● Lavoro richiesto:
(a) Spiega in una-tre frasi perché, secondo la recensione di From Capelton Hill, non sorprende che il disco attinga ai temi della nostalgia.
(b) Riprendi la recensione di From Capelton Hill dopo l'ultima frase riportata.

● Testo estratto:
■ ■ ■ ■ ■ ■ ■
Se c’è un disco che sposa meravigliosamente la leggerezza dell’estate, questo senza dubbio è il nono album in studio dei canadesi Stars, From Capelton Hill. Un titolo che cita una località situata a est del Quebec, un luogo caro al cuore del cantante Torquil Campbell, il cui nonno, lì, costruiva case alla fine del 1800. Non sorprende quindi che questo disco, nella sua coloratissima bellezza, attinga anche ai temi della nostalgia, risultando in tal senso commovente ed emotivamente vibrante.
■ ■ ■ ■ ■ ■ ■
(Estratti di dati di annotazione a punti)
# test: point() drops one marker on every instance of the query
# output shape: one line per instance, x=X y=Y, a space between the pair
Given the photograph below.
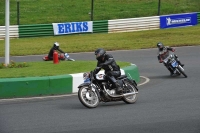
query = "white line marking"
x=58 y=96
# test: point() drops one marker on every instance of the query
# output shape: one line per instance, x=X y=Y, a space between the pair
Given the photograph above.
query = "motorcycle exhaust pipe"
x=123 y=95
x=128 y=94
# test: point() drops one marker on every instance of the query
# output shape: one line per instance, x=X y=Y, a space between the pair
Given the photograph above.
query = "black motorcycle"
x=98 y=89
x=174 y=65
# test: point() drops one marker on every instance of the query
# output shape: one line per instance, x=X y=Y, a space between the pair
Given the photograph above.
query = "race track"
x=165 y=104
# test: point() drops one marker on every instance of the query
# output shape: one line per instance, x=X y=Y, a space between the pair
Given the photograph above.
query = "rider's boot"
x=118 y=88
x=180 y=63
x=171 y=72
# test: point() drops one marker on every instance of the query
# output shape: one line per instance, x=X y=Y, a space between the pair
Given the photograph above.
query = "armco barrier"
x=50 y=85
x=198 y=17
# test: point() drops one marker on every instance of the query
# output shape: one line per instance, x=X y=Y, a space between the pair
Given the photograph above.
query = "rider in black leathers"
x=112 y=70
x=55 y=47
x=163 y=53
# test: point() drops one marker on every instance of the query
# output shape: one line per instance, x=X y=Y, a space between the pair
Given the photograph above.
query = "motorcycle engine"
x=111 y=92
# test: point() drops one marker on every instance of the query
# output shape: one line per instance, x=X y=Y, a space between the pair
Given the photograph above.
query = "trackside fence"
x=104 y=26
x=35 y=30
x=13 y=31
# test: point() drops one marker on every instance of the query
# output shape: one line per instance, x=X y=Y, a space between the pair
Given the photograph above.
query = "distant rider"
x=112 y=70
x=164 y=52
x=55 y=47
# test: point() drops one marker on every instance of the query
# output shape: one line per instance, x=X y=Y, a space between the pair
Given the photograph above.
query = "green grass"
x=49 y=11
x=116 y=41
x=38 y=69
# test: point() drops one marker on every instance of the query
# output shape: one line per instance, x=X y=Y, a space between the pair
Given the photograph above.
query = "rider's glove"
x=100 y=65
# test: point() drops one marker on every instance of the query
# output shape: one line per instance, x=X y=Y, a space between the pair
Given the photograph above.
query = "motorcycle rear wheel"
■ ■ ■ ■ ■ ■ ■
● Risposte ai compiti:
(a) Non sorprende perché il titolo cita Capelton Hill, una località a est del Quebec cara al cuore del cantante Torquil Campbell. Lì, alla fine del 1800, suo nonno costruiva case.

(b)
A quasi venticinque anni dall'inizio della loro carriera, gli Stars ormai possono fare praticamente quello che vogliono. Nel precedente There Is No Love in Fluorescent Light del 2017, avevano fatto convivere le più recenti sonorità dance oriented con il pop barocco degli esordi. Se quel disco era il suono di una band che sa esattamente chi è, From Capelton Hill rivela, invece, una band che sa da dove proviene, consapevole della propria eredità e disposta a costruire su di essa, per perfezionare il proprio marchio di fabbrica. Questo è, quindi, il loro album più riconoscibile da anni, un lavoro costruito su atmosfere più intime e personali piuttosto che sulla grandeur cinematografica che aveva avvolto alcuni lavori precedenti.
In tal senso, qui non c'è niente che gli Stars non abbiano già fatto prima. Brani come "Back To The End" e "Hoping" richiamano le trame orchestrali del loro amato classico "Set Yourself On Fire", mentre "Build a Fire" riecheggia l'estetica della pista da ballo di "No One Is Lost" del 2014. Ma la loro esperienza consente di attingere a queste sonorità note, evitando ogni stucchevole autocompiacimento.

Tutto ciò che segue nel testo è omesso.